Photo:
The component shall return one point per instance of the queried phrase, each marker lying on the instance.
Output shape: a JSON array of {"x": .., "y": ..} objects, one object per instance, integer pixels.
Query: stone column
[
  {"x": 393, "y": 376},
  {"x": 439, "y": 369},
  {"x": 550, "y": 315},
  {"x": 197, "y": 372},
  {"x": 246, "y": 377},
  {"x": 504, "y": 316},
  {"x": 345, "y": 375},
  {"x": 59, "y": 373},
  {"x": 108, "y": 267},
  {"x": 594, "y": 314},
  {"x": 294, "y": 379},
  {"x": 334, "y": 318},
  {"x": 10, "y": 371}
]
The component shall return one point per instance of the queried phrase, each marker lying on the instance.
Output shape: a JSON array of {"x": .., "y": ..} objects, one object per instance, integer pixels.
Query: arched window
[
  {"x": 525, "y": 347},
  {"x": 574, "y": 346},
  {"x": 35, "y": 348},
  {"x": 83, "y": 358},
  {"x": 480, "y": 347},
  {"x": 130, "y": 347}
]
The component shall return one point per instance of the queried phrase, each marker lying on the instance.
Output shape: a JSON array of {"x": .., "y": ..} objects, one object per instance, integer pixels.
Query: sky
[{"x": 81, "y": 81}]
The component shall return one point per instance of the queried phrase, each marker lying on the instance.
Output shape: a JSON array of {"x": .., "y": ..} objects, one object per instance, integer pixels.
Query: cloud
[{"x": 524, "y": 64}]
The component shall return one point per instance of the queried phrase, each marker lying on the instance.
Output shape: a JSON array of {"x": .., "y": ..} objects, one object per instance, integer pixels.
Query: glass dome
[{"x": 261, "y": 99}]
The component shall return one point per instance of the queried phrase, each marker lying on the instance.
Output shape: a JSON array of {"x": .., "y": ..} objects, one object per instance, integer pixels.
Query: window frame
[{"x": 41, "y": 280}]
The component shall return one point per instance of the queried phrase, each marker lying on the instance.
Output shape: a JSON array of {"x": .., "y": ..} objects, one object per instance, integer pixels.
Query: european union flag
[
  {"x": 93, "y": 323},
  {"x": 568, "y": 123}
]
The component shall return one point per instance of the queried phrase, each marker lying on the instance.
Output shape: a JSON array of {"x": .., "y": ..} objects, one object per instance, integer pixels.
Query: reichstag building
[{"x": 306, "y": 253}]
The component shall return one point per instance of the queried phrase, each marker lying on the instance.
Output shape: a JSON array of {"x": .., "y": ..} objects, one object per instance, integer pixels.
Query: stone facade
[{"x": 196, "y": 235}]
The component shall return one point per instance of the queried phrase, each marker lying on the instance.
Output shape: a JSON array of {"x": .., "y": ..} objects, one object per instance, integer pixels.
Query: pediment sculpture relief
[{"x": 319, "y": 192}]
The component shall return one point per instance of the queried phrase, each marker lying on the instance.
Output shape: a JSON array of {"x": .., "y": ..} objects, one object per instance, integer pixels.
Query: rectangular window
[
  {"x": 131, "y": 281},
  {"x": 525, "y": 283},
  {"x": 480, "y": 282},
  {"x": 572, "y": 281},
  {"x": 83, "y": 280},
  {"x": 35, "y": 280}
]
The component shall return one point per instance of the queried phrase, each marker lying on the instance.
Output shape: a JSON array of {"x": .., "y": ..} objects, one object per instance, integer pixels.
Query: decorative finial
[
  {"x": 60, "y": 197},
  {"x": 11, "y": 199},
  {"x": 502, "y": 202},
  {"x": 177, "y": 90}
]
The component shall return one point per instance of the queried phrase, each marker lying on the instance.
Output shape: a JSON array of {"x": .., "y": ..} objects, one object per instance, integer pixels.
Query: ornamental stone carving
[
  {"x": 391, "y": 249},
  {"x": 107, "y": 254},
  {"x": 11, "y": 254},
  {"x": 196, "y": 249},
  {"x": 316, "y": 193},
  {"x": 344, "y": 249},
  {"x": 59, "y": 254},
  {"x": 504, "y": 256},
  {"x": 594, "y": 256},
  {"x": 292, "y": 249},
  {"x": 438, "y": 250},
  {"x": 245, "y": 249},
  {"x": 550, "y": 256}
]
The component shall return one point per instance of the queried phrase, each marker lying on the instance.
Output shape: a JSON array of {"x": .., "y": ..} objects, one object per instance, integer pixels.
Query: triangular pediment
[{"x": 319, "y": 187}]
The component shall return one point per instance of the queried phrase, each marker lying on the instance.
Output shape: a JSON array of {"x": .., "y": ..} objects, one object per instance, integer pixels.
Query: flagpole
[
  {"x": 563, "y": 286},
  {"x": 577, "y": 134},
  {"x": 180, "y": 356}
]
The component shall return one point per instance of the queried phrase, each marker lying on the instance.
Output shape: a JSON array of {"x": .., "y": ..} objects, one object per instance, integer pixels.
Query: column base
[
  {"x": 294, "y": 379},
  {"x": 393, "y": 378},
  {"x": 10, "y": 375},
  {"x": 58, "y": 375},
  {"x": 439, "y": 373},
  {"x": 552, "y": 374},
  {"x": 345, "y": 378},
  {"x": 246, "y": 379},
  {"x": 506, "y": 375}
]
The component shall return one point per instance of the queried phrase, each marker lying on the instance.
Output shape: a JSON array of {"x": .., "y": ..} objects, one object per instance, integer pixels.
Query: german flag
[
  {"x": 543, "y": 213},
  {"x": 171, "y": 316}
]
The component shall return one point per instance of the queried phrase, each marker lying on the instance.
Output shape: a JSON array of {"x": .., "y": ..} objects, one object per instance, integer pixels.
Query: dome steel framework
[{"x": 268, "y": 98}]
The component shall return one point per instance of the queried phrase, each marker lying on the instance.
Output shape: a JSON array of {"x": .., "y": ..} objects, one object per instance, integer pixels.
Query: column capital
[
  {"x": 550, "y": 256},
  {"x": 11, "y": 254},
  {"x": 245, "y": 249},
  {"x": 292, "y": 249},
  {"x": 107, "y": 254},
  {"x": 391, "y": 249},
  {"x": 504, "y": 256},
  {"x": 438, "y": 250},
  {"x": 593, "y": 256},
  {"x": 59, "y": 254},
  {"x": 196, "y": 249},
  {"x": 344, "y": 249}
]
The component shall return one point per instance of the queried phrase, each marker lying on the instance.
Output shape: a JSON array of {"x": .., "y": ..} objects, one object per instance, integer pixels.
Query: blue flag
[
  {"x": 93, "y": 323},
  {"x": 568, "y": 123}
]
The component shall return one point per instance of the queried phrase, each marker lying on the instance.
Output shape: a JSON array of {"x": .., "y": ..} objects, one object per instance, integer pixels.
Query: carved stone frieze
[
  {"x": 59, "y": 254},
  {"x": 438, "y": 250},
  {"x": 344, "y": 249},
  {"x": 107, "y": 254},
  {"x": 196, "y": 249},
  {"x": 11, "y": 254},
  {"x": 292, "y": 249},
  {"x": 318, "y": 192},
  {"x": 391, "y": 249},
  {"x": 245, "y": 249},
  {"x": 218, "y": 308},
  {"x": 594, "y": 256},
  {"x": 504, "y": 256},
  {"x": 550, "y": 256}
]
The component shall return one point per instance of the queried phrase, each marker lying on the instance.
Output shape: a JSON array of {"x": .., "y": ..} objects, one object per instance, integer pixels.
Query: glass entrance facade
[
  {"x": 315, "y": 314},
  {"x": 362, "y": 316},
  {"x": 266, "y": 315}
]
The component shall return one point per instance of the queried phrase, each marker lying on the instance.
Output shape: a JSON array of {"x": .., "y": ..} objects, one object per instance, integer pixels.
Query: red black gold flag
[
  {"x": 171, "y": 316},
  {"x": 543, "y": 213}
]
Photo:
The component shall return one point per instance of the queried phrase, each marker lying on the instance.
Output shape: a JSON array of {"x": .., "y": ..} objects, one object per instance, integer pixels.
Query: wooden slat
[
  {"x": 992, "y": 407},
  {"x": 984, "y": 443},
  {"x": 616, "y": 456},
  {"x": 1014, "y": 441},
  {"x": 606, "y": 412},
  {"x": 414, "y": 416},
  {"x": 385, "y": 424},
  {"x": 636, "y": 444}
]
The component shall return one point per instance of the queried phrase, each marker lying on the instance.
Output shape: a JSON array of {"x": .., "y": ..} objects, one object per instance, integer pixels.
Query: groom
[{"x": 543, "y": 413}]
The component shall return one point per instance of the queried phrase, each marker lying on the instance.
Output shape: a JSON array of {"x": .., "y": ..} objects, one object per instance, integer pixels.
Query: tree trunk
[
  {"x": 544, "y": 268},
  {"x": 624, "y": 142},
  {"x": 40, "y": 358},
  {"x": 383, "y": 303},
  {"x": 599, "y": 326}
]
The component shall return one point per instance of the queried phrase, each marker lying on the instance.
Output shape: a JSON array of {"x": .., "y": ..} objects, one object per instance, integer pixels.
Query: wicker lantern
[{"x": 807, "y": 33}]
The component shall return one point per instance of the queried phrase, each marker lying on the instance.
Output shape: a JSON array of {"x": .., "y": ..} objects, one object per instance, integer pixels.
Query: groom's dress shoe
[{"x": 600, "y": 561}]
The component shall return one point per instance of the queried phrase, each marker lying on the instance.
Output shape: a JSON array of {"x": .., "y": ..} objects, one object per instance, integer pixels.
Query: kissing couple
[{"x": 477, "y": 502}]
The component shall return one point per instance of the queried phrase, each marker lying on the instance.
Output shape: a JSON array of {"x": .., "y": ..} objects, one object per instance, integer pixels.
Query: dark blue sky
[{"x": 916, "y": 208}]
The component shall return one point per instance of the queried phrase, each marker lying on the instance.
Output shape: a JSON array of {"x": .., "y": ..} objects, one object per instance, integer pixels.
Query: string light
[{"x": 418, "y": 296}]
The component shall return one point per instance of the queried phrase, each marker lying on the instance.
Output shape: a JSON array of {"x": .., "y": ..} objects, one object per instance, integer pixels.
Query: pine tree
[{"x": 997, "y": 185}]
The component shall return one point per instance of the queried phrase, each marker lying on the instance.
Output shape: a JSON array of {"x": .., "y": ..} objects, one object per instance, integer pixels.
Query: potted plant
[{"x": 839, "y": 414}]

···

DIRECTIONS FOR THIS TASK
Output only the lines from the one holding "Query: string light" through the last line above, exactly as they appear.

YOUR SOLUTION
Query: string light
[{"x": 418, "y": 296}]
The component shall return one point per instance of the queried phrase, each marker lying on the instance.
Output shape: a JSON array of {"x": .., "y": ..} objects, one object per instance, integer pixels.
Query: pine tree
[{"x": 997, "y": 185}]
The component shall return one point per instance of the queried phrase, each marker lying on the instance.
Output shape: a JSON array of {"x": .., "y": ..} objects, one object per instance, integer pixels.
Query: potted plant
[{"x": 839, "y": 414}]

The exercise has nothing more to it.